▶ [TASK TO CARRY OUT]
An exact copy of all records is expected, minus the images.

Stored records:
──────────

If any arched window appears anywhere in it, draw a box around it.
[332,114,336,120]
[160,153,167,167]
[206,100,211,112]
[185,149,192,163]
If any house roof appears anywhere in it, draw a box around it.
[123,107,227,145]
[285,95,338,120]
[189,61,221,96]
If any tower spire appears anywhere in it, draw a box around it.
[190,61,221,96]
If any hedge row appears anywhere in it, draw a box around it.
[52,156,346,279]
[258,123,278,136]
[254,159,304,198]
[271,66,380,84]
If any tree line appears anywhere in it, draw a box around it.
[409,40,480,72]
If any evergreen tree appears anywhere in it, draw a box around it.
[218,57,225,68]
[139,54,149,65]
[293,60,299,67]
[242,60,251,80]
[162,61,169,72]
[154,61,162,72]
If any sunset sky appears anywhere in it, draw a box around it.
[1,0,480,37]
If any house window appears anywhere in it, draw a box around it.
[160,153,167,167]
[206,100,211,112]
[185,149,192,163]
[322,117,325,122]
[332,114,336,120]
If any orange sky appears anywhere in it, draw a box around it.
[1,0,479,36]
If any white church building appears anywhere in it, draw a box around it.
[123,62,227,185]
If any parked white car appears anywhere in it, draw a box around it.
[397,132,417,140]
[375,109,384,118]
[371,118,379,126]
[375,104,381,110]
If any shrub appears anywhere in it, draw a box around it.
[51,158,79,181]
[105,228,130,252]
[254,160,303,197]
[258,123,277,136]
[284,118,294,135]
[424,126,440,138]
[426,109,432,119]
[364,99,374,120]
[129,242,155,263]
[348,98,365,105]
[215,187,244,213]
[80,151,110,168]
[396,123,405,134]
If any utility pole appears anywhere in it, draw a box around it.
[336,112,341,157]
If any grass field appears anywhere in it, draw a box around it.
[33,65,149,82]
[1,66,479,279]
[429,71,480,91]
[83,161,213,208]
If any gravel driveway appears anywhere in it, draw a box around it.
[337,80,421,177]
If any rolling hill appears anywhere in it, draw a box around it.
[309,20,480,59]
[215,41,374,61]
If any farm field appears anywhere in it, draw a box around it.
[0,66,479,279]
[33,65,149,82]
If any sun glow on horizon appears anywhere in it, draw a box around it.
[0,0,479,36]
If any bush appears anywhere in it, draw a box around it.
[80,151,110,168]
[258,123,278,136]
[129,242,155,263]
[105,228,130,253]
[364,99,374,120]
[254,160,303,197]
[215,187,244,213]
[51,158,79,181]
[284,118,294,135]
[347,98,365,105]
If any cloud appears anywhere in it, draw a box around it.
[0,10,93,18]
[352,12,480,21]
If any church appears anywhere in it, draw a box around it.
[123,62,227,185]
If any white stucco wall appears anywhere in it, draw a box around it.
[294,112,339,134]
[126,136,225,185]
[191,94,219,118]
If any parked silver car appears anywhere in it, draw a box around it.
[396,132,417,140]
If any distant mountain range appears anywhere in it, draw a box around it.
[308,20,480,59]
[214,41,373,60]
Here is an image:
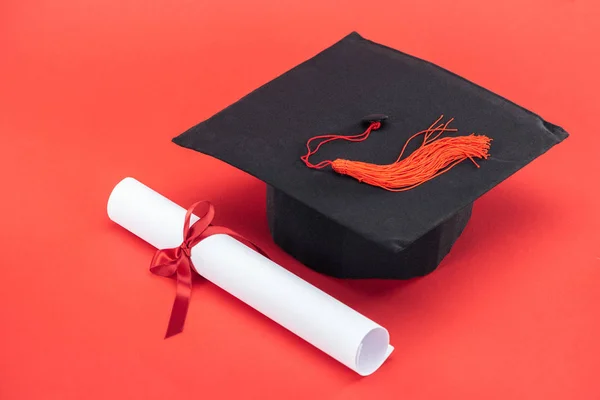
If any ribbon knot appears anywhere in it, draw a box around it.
[149,200,268,339]
[179,242,191,258]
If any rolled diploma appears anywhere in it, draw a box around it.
[107,177,393,376]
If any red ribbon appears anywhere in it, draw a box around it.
[149,201,268,338]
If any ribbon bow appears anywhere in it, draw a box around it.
[149,201,267,338]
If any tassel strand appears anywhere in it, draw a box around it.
[301,115,492,192]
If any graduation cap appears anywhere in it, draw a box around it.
[172,32,568,279]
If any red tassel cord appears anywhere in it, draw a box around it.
[301,115,492,192]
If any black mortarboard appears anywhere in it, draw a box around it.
[172,32,568,279]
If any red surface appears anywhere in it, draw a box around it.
[1,0,599,399]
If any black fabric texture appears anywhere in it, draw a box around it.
[172,32,569,279]
[267,185,473,279]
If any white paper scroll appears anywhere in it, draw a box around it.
[107,177,393,376]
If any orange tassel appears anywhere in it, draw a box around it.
[301,115,492,192]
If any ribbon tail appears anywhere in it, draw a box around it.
[201,226,270,259]
[164,258,194,339]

──────────

▶ [SOLUTION TO THIS PROBLEM]
If any arched window appears anywhere in it, draw a box around it.
[332,114,336,120]
[160,153,167,167]
[206,100,211,112]
[185,149,192,163]
If any house roof appears anywhere in it, draw a box around it.
[123,107,227,145]
[285,95,338,120]
[189,61,221,96]
If any tower spire appears anywhere in it, draw a box around it.
[190,61,221,96]
If any hedge row appears anywhere in it, draw a box around it.
[52,156,346,279]
[258,123,278,136]
[254,159,304,198]
[271,66,380,84]
If any tree line appears anywhere in it, draw a box around it.
[409,40,480,72]
If any evergreen tree appears anywhere in it, draw a box around it.
[218,57,225,68]
[139,54,149,65]
[293,60,299,67]
[242,60,251,80]
[162,61,169,72]
[154,61,162,72]
If any sunset sky appears anywhere in it, draw a box around it.
[1,0,480,37]
If any house window appears anywhere in it, draw a box around it.
[160,153,167,167]
[206,100,211,112]
[185,149,192,163]
[322,117,325,122]
[332,114,336,120]
If any orange sky appears anywhere in it, draw a box around it.
[1,0,479,36]
If any white church building appears anywhere in it, draw a box around it.
[123,62,227,185]
If any parked white car appears anywhere in it, draw a box around it.
[397,132,417,140]
[375,109,384,118]
[371,118,379,126]
[375,104,381,110]
If any shrub appears anywhere in it, draw a box around it.
[51,158,79,181]
[105,228,130,252]
[254,160,303,197]
[258,123,277,136]
[284,118,294,135]
[424,126,440,138]
[426,109,432,119]
[364,99,374,120]
[129,242,155,263]
[348,98,365,105]
[215,187,244,213]
[80,151,110,168]
[396,123,405,134]
If any utility pole appears anywhere in it, draw a box around it.
[336,112,341,157]
If any grass field appears anywhere in it, draw a box around it.
[33,65,149,82]
[1,66,479,279]
[429,71,480,91]
[83,161,213,208]
If any gravel driveway appears anywhere in it, draw a box around it.
[337,80,421,177]
If any rolling hill appears anywhere in it, draw a box around it.
[309,20,480,59]
[215,41,374,61]
If any farm field appears anywhere in it, draw a box around it.
[0,66,479,279]
[33,65,149,82]
If any sun glow on horizon appears anywhere in it, draw a box around it.
[0,0,479,36]
If any bush appears anywhere in it, draw a box around it.
[80,151,110,168]
[258,123,278,136]
[129,242,155,263]
[105,228,130,253]
[364,99,374,120]
[254,160,303,197]
[215,187,244,213]
[51,158,79,181]
[284,118,294,135]
[347,98,365,105]
If any cloud appears anywhere in it, draw a box around it.
[0,10,93,18]
[352,12,480,21]
If any church appears anywhere in it, draw a box around it.
[123,62,227,185]
If any white stucco wall appears anywhere in it, draw a box around it.
[294,112,339,134]
[126,136,225,185]
[191,94,219,118]
If any parked silver car appears anywhere in it, draw a box around it.
[396,132,417,140]
If any distant mountain range appears anywhere in it, draw a box around it.
[308,20,480,59]
[214,41,373,60]
Here is an image:
If any ribbon knot appears anywhere in it, draw a box around it.
[149,200,268,339]
[179,242,191,258]
If any rolled diploma appears anywhere in it, draw a box around it.
[107,177,393,376]
If any red ribbon appears anywhere in it, draw a box around it.
[149,201,268,338]
If any ribbon bow appears anywhere in it, draw a box around it.
[149,201,267,338]
If any tassel strand appears anywhere in it, draw a box around it.
[301,115,492,192]
If any graduation cap appears anywhere in it, draw a box around it.
[172,32,568,279]
If any red tassel cord appears anywhere in it, draw a box around it.
[301,115,492,192]
If any black mortarboard appears anywhere in it, draw a box around it.
[172,32,568,279]
If any red surface appears anywhere in it, draw a box around it.
[1,0,599,399]
If any black fabric texture appears anywhere in it, draw a box around it.
[172,32,569,279]
[267,185,473,279]
If any white paper scroll appears anywhere in it, draw a box around it.
[107,177,393,376]
If any orange tassel appears anywhere in it, draw a box around it.
[301,115,492,192]
If any ribbon tail appears anywhere in it, draw a box around it.
[201,226,270,259]
[164,258,194,339]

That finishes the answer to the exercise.